COMPLETA QUANTO SEGUE:
**a)** Aggiorna l'estratto partendo da "Peter Hujar, con" e proseguendo fino a "una parete enorme.", con "immensa" al posto di "enorme".
**b)** Rispondi in base all'estratto:
(i) Con chi collabora Mark Morrisroe negli anni Settanta per la fanzine Dirt?
(ii) A quale età Morrisroe sopravvive al colpo di pistola di un cliente?
(iii) Chi subisce il processo per oscenità per aver continuato a proiettare Flaming Creatures?

___ ESTRATTO FORNITO ___

Peter Hujar, con i suoi scatti visionari, notturni e strazianti, riesce a rappresentare il lato non familiare del queer, la stanchezza, i cuori spezzati, l’illusione, il destino di morte che ci riguarda tutti, in un’elegia di dissoluzione, esemplificata dalle sue tre sagome nude e lontane, isolate su una parete enorme.
Più carnale ed edonista la poetica di Mark Morrisroe. Con borchie, trucchi in stile Jordan, colori e posture alla Liquid Sky, capelli decolorati, mirror-shades a goccia, Morrisroe ufficializza lo sposalizio incestuoso fra il transgenderismo camp e l’estetica punk, figlia una dell’altro. Negli anni Settanta, Morrisroe collabora con Lynette White per la produzione della fanzine Dirt – di cui alcune pagine sono esposte alla Palazzina dei Giardini – in cui inventa pettegolezzi sui punk, i travestiti e le groupie della scena di Boston. Mark Morrisroe, adolescente scappato di casa, mantenutosi con la prostituzione, sopravvissuto a diciassette anni al colpo di pistola di un cliente insoddisfatto, artisticamente matura presto. Non teme nulla, si muove in bilico fra la pornografia, la stereotipia BDSM, l’estetica del cadavere e un pericoloso avvicinamento ai suoi soggetti, che va a fondo, oltre le superfici della loro nudità e impudicizia. Morrisroe sperimenta con cianotipi tribali, collage, polaroid, ingrandimenti di doppi negativi sovrapposti che danno come risultato delle cromie sature e polverose in stile Saudek. Mark Morrisroe canta la metropoli, la vita notturna, il feticismo degli abiti e degli accessori, la precarietà della bellezza, l’animalità, la favolosissima ieraticità della maschera, il divismo della gente dimenticata, la plasticità delle anatomie, la gioia e la bellezza del sesso.
A dieci anni dall’esame di Cinematografia Sperimentale, rivedere Flaming Creatures è stato meraviglioso. Jack Smith si concentra sull’epos della sessualità, riuscendo incredibilmente ad eludere la pornografia e a mantenersi nell’ambito della poesia. E questo nonostante la storia di sequestri della polizia, proiezioni clandestine e del processo per oscenità a Mekas, che aveva continuato a proiettare l’opera incriminata. All’inizio, con le sue immagini plastiche, di superstar uscite da una stampa di Beardsley, Flaming Creatures racconta i rituali della preparazione, l’importanza della stesura del rossetto, la creazione di trucchi da dea. Tutte le signore si mettono in posa, come se fossero in vetrina. Poi, a contrasto con la prima parte statica e manierata, parte una convulsa, cannibalica orgia di urla, immagini mosse, corpi intensivi, ventagli, giochi di soffocamento, stupri espressionisti. E dopo il sesso, le estasi mortali, il vampirismo, la masturbazione. Miscelando canzoni pop giapponesi, be-bop, transgenderismo, habanere, trionfi kitsch e riferimenti all’Art Nouveau, Smith costruisce una metafora della prostituzione, che alterna momenti di ostensione, attesa, frenesia e detumescenza, rappresentando al contempo una sessualità ideale, liberata e polimorfa.

___ RIGHE ELENCATE ___

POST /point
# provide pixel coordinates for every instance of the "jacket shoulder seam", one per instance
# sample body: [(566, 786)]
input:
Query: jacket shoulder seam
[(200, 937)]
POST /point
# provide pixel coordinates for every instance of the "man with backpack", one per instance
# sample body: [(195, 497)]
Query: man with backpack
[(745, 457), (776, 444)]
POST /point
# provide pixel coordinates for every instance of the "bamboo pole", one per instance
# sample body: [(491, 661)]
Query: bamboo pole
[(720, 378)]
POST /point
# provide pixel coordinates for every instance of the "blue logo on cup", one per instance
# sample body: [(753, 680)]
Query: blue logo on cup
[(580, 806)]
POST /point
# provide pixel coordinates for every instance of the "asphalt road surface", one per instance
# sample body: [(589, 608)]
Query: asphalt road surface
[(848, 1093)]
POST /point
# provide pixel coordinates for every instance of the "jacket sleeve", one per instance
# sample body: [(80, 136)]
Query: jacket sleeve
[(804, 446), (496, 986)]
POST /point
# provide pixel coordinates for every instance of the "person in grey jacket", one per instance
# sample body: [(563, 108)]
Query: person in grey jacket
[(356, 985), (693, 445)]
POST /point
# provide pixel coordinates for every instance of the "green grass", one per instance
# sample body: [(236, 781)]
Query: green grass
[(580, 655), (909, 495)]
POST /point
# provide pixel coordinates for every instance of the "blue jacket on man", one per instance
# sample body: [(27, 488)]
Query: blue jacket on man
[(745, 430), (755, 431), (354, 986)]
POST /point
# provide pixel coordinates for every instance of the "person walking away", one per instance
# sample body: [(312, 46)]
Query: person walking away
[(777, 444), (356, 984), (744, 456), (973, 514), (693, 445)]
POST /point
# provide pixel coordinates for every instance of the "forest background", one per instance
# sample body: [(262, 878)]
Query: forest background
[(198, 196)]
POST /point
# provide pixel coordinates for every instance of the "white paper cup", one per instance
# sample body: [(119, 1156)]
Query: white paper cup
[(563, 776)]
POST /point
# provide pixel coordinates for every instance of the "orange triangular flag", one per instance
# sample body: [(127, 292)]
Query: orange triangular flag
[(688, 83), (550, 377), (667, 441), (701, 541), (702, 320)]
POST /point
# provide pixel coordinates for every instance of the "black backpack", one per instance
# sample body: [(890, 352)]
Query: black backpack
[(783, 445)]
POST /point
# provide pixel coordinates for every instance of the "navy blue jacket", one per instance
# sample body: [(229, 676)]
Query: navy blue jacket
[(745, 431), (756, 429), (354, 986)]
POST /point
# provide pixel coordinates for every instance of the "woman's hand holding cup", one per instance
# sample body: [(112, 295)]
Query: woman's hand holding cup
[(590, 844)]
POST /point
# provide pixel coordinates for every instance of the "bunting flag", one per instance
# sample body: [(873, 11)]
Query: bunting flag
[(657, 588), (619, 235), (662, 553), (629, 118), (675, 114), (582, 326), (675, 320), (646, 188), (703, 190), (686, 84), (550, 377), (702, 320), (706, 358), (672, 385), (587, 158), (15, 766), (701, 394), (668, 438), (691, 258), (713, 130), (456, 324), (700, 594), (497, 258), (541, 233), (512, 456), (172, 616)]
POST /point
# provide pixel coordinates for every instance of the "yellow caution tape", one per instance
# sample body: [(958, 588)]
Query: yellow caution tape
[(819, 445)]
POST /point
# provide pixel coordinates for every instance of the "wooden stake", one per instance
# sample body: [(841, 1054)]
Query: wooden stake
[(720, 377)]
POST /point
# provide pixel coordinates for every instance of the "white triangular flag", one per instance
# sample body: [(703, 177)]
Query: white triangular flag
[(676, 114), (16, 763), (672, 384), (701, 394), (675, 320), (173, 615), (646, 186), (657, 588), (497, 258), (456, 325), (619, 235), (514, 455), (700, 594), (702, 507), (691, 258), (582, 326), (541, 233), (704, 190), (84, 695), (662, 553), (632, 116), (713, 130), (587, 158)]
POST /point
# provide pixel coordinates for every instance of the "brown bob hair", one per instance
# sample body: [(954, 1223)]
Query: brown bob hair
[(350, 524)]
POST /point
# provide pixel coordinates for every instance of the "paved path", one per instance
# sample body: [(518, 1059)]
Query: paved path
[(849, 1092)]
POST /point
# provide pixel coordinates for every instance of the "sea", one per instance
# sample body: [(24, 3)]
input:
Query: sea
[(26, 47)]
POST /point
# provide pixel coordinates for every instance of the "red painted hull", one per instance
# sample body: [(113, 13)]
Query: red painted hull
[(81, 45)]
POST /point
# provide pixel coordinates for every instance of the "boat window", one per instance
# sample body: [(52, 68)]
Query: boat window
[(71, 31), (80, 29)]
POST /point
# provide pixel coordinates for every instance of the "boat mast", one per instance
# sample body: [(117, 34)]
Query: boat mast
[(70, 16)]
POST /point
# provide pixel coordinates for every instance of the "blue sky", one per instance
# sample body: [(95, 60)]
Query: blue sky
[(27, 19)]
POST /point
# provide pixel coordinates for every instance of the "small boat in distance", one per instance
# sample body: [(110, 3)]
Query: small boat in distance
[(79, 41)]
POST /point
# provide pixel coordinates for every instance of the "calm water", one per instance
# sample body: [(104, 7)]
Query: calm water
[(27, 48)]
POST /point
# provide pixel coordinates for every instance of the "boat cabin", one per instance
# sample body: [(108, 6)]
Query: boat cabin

___

RISPOSTE ATTESE:
**a)**
Peter Hujar, con i suoi scatti visionari, notturni e strazianti, riesce a rappresentare il lato non familiare del queer, la stanchezza, i cuori spezzati, l’illusione, il destino di morte che ci riguarda tutti, in un’elegia di dissoluzione, esemplificata dalle sue tre sagome nude e lontane, isolate su una parete immensa.

**b)**
(i) Con Lynette White.
(ii) A diciassette anni.
(iii) Mekas.